– by Liam Doyle

A common claim that I run into is that the canonical Gospels were originally anonymous. Now, the Gospels are anonymous in the sense that that the authors don’t give their names in the body of the text that they are writing. This is no different, however, than most biographies that a person will get in the biography section of a bookstore. Over the last few years I have read several biographies of people such as Nelson Mandela, Steve Biko, Chris Hani and others and nowhere in the text of the books do the authors of these works name themselves in the body of the biography. Their names are given on the covers and on the title page, not within the works themselves. So in this sense the four Gospels, and Acts, are about as “anonymous” as most modern biographies or works of non-fiction. And, as we shall see, they are just as “anonymous” as various works of antiquity.

But do we have a good reason to doubt the traditional authorship of Matthew, Mark, Luke and John?

• _CHALLENGES_:
**a.** Summarize the passage on whether the Gospels were anonymous in two sentences.
**b.** Copy everything from "A common claim" down to "works of antiquity." in the passage on the Gospels' authorship, renaming "biographies" as "life stories" throughout.

• _SOURCE EXCERPT_:
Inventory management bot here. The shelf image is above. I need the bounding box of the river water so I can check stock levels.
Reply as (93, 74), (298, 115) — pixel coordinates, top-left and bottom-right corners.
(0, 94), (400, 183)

• _ANSWERS TO THE EXERCISES_:
**a.** The canonical Gospels are anonymous only in that their authors do not give their names in the body of the text, which is also true of most modern biographies, whose authors are named on the cover and title page instead. In this sense the four Gospels and Acts are about as "anonymous" as modern biographies, works of non-fiction and various works of antiquity, which raises the question of whether there is good reason to doubt their traditional authorship.

**b.**
A common claim that I run into is that the canonical Gospels were originally anonymous. Now, the Gospels are anonymous in the sense that that the authors don’t give their names in the body of the text that they are writing. This is no different, however, than most life stories that a person will get in the biography section of a bookstore. Over the last few years I have read several life stories of people such as Nelson Mandela, Steve Biko, Chris Hani and others and nowhere in the text of the books do the authors of these works name themselves in the body of the biography. Their names are given on the covers and on the title page, not within the works themselves. So in this sense the four Gospels, and Acts, are about as “anonymous” as most modern life stories or works of non-fiction. And, as we shall see, they are just as “anonymous” as various works of antiquity.